WRITTEN TASK:
Return, word for word, every line of the items from the very first one through the line that contains "[(246, 200), (491, 203)]", including that line.

═══ TASK MATERIAL ═══

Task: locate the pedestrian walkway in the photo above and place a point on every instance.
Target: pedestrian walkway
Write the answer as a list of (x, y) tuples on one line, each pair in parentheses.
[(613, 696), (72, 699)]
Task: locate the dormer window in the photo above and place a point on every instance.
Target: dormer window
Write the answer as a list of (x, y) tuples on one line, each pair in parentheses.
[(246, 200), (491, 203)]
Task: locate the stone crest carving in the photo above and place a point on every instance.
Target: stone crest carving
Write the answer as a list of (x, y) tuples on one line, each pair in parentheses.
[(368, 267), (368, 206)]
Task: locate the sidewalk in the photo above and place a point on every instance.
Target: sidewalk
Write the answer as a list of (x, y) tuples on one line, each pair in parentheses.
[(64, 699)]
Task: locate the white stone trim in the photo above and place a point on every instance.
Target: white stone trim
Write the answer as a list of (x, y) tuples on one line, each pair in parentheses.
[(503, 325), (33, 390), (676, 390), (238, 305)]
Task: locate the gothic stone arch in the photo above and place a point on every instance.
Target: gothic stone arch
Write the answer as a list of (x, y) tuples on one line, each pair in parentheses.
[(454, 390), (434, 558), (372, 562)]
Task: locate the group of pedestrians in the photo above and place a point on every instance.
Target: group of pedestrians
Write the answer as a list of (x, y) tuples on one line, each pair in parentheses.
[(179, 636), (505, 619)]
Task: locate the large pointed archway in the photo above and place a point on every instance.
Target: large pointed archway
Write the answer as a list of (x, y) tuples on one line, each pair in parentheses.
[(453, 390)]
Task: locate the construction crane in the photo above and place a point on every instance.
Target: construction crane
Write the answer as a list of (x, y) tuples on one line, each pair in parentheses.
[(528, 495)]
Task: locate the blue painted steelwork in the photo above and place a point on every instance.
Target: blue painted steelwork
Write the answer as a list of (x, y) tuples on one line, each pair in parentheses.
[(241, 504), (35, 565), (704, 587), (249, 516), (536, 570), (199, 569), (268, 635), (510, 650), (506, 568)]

═══

ANSWER FOR THE TASK:
Task: locate the pedestrian walkway in the photo above and place a point on every instance.
Target: pedestrian walkway
Write the answer as a list of (x, y) tuples on one line, each pair in parentheses.
[(613, 696), (72, 699)]
Task: locate the dormer window in the photo above and place a point on every instance.
Target: dormer window
Write the answer as a list of (x, y) tuples on one line, each pair in parentheses.
[(246, 200), (491, 203)]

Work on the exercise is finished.